• Exercise goal: Everything from the line that holds "The answer SHOULD provide one point per instance of the concrete" through the end of the data below should be output exactly, both ends included.

• Location identification entries:
==*==

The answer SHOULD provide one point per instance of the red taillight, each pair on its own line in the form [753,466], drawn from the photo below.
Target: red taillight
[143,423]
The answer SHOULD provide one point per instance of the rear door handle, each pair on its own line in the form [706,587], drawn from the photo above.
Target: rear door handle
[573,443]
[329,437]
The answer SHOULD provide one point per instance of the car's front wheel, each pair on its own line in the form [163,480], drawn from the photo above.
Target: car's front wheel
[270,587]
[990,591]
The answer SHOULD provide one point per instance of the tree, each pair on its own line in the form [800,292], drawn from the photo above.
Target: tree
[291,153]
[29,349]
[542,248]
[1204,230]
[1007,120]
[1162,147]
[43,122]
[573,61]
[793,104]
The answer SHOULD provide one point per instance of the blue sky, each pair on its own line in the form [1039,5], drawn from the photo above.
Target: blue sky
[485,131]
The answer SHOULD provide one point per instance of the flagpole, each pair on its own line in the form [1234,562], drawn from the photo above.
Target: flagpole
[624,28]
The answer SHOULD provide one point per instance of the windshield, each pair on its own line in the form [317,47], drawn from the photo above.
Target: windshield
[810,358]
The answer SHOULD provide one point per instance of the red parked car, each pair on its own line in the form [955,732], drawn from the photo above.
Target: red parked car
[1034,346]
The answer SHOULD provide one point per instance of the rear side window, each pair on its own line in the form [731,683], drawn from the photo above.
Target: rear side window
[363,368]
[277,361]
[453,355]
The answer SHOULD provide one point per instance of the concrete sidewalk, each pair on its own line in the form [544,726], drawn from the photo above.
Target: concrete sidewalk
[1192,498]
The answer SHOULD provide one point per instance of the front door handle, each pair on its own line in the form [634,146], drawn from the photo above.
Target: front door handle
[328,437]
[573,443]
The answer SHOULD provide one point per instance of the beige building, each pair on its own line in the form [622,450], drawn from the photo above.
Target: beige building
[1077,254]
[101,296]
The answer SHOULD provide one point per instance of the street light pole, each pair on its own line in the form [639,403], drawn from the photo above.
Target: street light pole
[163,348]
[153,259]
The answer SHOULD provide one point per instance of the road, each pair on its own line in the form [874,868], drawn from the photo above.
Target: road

==*==

• The output:
The answer SHOULD provide one point per instance of the concrete sidewalk, each pair on its own line in the form [544,726], drawn from the photo above.
Target: concrete sidewalk
[1192,498]
The answer SHOULD provide one point per instance of the front door handle, each pair on its own line in the form [634,146], drawn from the photo above.
Target: front door handle
[328,437]
[573,443]
The answer SHOULD provide one point per instance of the beige building, each pair on its own line in the form [622,450], drawn from the photo above.
Target: beige building
[1077,254]
[101,296]
The answer SHOULD provide one point per instance of the street light pole, each pair on its own line in the form [639,403], drawn from the photo above.
Target: street light pole
[163,348]
[153,259]
The answer SHOULD provide one point per instance of the road, each pair on its own line in the form [874,868], drawn from the photo above.
Target: road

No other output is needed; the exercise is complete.